» Problem to solve
Rewrite the lines below as a numbered list, from the line containing "Target: raised arm" through the final line inclusive, and omit any blank lines.

[Source records]
##############################

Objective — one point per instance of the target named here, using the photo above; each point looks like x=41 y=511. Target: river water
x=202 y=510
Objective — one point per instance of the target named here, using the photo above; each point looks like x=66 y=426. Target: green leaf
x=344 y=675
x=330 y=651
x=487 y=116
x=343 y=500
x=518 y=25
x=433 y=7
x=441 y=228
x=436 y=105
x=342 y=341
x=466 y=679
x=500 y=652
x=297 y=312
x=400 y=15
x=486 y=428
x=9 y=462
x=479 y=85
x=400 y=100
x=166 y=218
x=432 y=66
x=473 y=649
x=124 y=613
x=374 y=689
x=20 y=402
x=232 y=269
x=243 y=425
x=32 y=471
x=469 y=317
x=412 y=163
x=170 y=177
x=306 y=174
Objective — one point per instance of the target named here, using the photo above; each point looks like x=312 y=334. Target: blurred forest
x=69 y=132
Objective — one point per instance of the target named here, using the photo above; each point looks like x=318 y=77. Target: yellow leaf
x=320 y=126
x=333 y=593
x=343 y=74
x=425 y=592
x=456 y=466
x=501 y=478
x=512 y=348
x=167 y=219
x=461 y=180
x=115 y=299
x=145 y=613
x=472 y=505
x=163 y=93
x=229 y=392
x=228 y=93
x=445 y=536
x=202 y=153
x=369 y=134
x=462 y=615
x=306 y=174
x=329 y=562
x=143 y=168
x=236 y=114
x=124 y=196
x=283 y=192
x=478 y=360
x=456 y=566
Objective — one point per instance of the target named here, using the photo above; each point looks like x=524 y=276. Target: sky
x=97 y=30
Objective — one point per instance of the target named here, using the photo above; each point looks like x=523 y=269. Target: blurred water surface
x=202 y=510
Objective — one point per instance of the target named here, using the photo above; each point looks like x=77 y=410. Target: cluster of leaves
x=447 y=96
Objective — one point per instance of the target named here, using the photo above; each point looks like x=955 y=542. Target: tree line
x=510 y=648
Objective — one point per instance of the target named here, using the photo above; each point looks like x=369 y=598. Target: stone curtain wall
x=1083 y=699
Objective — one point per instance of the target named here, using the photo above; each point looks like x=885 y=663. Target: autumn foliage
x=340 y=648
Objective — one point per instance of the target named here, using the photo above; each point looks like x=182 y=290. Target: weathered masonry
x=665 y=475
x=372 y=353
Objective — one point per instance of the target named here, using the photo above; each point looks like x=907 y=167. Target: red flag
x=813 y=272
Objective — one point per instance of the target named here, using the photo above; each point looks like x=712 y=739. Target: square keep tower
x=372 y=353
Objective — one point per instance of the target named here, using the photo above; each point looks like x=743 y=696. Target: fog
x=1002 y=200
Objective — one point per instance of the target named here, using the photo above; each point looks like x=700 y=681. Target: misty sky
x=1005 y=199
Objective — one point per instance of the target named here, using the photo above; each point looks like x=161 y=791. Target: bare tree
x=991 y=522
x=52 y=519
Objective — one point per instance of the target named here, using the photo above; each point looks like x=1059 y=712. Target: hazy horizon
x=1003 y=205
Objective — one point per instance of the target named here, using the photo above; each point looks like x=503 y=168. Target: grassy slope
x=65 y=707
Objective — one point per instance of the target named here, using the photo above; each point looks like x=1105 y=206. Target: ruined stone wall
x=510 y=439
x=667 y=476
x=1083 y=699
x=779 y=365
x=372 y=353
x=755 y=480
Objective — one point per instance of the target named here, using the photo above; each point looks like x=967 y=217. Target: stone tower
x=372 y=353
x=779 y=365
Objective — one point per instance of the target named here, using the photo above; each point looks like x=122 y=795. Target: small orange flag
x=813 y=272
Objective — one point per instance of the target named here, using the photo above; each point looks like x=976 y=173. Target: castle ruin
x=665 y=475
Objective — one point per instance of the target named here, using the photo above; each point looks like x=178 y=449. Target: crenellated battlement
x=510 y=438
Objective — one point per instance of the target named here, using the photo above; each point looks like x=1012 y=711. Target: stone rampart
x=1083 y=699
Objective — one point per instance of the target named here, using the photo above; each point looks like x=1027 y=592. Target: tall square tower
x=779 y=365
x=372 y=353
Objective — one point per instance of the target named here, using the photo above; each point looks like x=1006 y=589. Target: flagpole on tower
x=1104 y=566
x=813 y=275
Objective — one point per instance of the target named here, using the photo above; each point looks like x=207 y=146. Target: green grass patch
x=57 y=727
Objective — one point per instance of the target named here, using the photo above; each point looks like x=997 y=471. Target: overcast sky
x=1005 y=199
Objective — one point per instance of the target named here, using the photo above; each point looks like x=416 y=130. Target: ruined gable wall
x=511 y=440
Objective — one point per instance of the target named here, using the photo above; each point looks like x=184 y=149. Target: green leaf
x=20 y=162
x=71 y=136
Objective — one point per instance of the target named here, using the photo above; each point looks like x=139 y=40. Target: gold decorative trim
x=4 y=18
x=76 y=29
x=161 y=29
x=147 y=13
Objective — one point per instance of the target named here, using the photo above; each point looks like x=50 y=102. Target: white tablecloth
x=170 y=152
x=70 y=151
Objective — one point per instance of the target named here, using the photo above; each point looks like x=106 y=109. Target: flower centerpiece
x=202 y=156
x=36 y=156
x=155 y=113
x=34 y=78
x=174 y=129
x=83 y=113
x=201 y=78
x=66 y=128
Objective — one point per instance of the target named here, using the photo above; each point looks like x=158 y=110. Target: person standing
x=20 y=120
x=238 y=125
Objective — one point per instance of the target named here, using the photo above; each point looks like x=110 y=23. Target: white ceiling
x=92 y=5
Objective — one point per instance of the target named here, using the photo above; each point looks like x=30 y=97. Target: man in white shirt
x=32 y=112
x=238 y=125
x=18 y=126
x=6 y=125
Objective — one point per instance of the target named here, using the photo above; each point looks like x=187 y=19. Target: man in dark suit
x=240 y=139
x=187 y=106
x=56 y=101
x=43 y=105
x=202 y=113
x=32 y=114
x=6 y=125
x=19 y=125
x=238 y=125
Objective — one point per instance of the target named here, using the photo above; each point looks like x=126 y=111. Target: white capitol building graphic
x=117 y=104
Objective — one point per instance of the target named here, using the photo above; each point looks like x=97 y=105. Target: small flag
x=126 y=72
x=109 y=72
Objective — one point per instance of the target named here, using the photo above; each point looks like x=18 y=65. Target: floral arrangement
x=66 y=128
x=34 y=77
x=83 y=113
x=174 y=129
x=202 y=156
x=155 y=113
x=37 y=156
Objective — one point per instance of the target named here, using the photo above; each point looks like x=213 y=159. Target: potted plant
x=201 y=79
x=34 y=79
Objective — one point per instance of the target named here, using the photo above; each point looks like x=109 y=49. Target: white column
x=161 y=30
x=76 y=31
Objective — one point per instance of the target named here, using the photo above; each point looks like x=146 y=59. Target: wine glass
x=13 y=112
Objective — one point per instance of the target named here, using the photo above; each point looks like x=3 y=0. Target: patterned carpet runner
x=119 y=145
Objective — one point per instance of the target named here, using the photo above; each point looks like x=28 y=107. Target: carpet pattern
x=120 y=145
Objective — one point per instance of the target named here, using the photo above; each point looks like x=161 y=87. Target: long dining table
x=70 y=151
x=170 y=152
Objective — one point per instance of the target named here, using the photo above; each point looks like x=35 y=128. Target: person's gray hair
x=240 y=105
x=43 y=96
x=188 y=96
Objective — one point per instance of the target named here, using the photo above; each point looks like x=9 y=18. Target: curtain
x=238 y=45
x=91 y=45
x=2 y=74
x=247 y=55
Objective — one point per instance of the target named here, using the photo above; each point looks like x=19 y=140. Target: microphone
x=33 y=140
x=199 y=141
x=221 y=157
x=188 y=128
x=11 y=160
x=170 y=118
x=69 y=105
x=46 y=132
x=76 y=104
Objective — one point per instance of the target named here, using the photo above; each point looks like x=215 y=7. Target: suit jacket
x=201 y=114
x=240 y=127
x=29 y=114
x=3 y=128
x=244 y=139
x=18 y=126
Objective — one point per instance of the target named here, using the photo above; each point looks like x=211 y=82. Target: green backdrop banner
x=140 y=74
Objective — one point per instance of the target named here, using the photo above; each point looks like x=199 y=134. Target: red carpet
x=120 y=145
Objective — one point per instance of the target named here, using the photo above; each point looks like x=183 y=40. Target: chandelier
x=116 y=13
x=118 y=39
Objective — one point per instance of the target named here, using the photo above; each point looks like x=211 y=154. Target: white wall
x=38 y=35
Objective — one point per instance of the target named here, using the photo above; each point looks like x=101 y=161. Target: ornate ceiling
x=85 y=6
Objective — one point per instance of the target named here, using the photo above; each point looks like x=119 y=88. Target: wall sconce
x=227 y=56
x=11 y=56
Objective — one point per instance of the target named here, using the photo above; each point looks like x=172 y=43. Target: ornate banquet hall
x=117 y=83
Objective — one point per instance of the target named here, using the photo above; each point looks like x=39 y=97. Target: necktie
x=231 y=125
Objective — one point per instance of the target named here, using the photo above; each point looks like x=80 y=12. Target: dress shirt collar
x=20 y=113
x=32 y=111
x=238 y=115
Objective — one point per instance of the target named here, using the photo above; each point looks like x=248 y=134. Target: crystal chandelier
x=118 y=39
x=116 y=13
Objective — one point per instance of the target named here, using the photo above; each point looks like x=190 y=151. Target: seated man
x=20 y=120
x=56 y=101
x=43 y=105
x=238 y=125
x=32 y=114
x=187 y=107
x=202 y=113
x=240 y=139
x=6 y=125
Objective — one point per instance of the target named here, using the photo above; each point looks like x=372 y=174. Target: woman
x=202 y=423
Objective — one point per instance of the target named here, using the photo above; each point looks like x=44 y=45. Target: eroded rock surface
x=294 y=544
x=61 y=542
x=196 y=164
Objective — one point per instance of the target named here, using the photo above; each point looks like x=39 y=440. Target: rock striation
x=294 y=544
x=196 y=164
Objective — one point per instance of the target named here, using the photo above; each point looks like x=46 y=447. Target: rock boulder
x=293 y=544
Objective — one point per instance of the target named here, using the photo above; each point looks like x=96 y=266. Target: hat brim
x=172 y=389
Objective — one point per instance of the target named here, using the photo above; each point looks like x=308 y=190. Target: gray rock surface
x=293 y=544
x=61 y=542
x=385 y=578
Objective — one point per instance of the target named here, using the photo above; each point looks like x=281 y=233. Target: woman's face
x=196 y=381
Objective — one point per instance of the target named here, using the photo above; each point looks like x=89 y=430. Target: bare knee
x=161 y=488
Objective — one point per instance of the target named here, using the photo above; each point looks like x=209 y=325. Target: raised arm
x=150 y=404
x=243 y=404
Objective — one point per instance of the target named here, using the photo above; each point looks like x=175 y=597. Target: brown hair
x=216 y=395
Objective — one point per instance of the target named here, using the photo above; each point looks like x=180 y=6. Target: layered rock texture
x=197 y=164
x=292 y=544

##############################

» Full answer
1. Objective — one point per instance of the target named here, using the photo above; each point looks like x=209 y=325. Target: raised arm
2. x=150 y=404
3. x=243 y=404
4. Objective — one point per instance of the target named here, using the photo above; each point looks like x=175 y=597. Target: brown hair
5. x=216 y=395
6. Objective — one point per instance of the target named here, using the photo above; each point looks like x=180 y=6. Target: layered rock texture
7. x=197 y=164
8. x=292 y=544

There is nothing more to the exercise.